EXERCISE TASK = Rewrite all of the data below as a numbered list, leaving out any blank lines.

MATERIAL SHOWN =
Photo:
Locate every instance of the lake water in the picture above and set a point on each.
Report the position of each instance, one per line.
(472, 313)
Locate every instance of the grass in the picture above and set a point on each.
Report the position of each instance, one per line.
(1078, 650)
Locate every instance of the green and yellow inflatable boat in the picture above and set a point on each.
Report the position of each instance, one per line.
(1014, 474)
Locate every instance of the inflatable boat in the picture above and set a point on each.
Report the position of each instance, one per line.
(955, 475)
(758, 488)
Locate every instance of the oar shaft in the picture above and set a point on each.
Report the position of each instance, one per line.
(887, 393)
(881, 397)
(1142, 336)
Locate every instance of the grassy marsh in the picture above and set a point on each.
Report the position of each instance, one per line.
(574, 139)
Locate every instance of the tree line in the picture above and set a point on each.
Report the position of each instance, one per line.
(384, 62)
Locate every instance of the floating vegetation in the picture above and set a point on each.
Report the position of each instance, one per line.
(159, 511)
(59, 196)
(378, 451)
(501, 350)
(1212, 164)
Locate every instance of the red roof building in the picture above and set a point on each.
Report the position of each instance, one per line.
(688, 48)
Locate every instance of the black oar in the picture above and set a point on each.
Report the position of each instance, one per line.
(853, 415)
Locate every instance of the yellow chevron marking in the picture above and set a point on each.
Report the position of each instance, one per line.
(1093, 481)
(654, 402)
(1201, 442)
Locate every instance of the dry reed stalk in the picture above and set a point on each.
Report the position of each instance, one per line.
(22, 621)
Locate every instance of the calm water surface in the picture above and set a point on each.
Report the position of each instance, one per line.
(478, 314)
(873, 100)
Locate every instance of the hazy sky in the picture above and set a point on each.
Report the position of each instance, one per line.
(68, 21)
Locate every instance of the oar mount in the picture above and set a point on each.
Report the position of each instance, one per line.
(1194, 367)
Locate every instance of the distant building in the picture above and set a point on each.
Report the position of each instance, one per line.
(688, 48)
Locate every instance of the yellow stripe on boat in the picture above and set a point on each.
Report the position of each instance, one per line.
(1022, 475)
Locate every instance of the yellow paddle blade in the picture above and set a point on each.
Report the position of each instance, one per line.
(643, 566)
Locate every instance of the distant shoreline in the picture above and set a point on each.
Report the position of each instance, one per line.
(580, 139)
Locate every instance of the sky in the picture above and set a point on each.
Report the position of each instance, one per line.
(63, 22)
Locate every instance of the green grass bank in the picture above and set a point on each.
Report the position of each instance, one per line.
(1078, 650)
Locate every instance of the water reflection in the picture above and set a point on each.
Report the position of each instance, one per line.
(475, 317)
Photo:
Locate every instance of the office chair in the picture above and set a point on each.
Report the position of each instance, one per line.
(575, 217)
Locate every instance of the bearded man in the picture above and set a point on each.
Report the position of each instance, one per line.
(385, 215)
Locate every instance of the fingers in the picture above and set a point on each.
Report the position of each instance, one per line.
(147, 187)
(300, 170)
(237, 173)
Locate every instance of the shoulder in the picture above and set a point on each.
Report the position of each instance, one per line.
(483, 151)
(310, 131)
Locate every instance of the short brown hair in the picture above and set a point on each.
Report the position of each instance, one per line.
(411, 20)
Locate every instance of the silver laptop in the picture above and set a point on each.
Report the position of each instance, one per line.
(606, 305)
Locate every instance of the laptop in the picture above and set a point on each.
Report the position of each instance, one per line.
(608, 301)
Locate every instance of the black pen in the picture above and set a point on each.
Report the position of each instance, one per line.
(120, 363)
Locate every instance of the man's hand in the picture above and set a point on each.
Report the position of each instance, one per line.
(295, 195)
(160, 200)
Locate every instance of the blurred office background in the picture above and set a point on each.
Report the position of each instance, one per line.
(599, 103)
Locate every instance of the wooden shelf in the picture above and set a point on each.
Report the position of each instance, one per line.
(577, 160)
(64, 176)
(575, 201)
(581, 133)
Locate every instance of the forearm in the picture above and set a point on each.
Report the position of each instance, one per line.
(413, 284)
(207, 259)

RESPONSE TO THIS TASK =
1. Photo:
2. Locate every instance of the lake water in the picture above and set a point on each.
3. Report the position of each instance, one per line.
4. (472, 313)
5. Locate every instance of the grass in the picture above and set a point on each.
6. Report the position of each instance, one per line.
7. (1078, 650)
8. Locate every instance of the green and yellow inflatable boat in the picture above and set a point on each.
9. Report the position of each instance, one per line.
10. (1014, 474)
11. Locate every instance of the inflatable boat in the picture above and set a point on each.
12. Report the position of each instance, one per line.
13. (955, 475)
14. (758, 488)
15. Locate every instance of the oar shaft in the picture above and set a point on each.
16. Report the position of each instance, one per line.
17. (887, 393)
18. (881, 397)
19. (1142, 336)
20. Locate every instance of the grassy marsh in the picture above and set a point on each.
21. Report the position of each instance, one per line.
22. (574, 139)
23. Locate every instance of the tree line in the picture above and set a point on each.
24. Report the position of each instance, one per line.
25. (384, 62)
26. Locate every instance of the floating vegetation in the picture above and set a point on each.
27. Report the position of each instance, one per line.
28. (159, 511)
29. (59, 196)
30. (378, 451)
31. (501, 350)
32. (1212, 164)
33. Locate every instance of the red roof building in the picture above and set a point on each.
34. Report the position of each instance, one per line.
35. (688, 48)
36. Locate every instance of the black oar in the picture above and set a point on each.
37. Report the position of each instance, one per line.
38. (853, 415)
39. Locate every instance of the yellow chevron marking in the picture above and set a point on each.
40. Report the position of each instance, one per line.
41. (1093, 481)
42. (654, 402)
43. (1201, 442)
44. Locate every instance of the dry reed stalk in the picture above and set a point on each.
45. Report the position of each instance, one per line.
46. (22, 621)
47. Locate every instance of the calm water surface in the picture above and set a point on each.
48. Report the position of each instance, one per line.
49. (478, 314)
50. (873, 100)
51. Locate every instance of the hazy sky in the picture above and set a point on each.
52. Report the position of each instance, one per line.
53. (68, 21)
54. Locate every instance of the oar mount in the picture above and set a point on each.
55. Report the position of each instance, one per line.
56. (1194, 367)
57. Locate every instance of the distant building in the picture above and set a point on each.
58. Report the position of each instance, one per line.
59. (688, 48)
60. Locate every instance of the yellow stripe on boat in the picture above and set a point on each.
61. Report the position of each instance, one per line.
62. (1022, 475)
63. Locate every instance of the yellow paddle blade in the picture above and set a point on each.
64. Report the position of each instance, one per line.
65. (643, 566)
66. Locate every instance of the distant shoreline in the picture above and set a point on each.
67. Report the position of each instance, one per line.
68. (580, 139)
69. Locate every instance of the sky in the picture above and set a point on each.
70. Report the position of each instance, one per line.
71. (63, 22)
72. Locate every instance of the green grass bank in the picture above and set a point on each.
73. Report the position of each instance, one per line.
74. (1078, 650)
75. Locate every instance of the water reflection in the picture above and set a point on each.
76. Report the position of each instance, one per line.
77. (475, 317)
78. Photo:
79. Locate every instance of the office chair in the picture above and set a point on each.
80. Report the position of each instance, one per line.
81. (575, 217)
82. Locate every instance of the bearded man in the picture above and set a point on each.
83. Report the position of each instance, one per line.
84. (385, 215)
85. Locate every instance of the fingers in the picture above and set a point on each.
86. Report the position of each instance, one per line.
87. (147, 187)
88. (300, 170)
89. (237, 173)
90. Locate every instance of the shoulder in the picture above and set a point on each.
91. Report the position of each instance, one per line.
92. (483, 151)
93. (310, 131)
94. Locate every instance of the short brown hair in the picture above and set a point on each.
95. Report the position of each instance, one per line.
96. (411, 20)
97. Locate every instance of the silver laptop in the picture above and set a point on each.
98. Report the position of each instance, one per line.
99. (606, 305)
100. Locate every instance of the laptop in the picture above and set a point on each.
101. Report the position of each instance, one per line.
102. (608, 301)
103. Locate every instance of the black pen in the picture above and set a point on each.
104. Report the position of each instance, one per line.
105. (120, 363)
106. Locate every instance of the man's hand in the picture above and set a point on each.
107. Report the position of each instance, one per line.
108. (295, 195)
109. (160, 200)
110. Locate every instance of the blurred office background in the picture above and set a point on each.
111. Report the position of each instance, one per line.
112. (599, 103)
113. Locate every instance of the wooden shelf in the picture above and set a point on each.
114. Report the position of each instance, one per line.
115. (577, 160)
116. (64, 176)
117. (575, 201)
118. (581, 133)
119. Locate every instance of the forearm in the picture above and set a point on each.
120. Report the position of each instance, one per line.
121. (413, 284)
122. (207, 259)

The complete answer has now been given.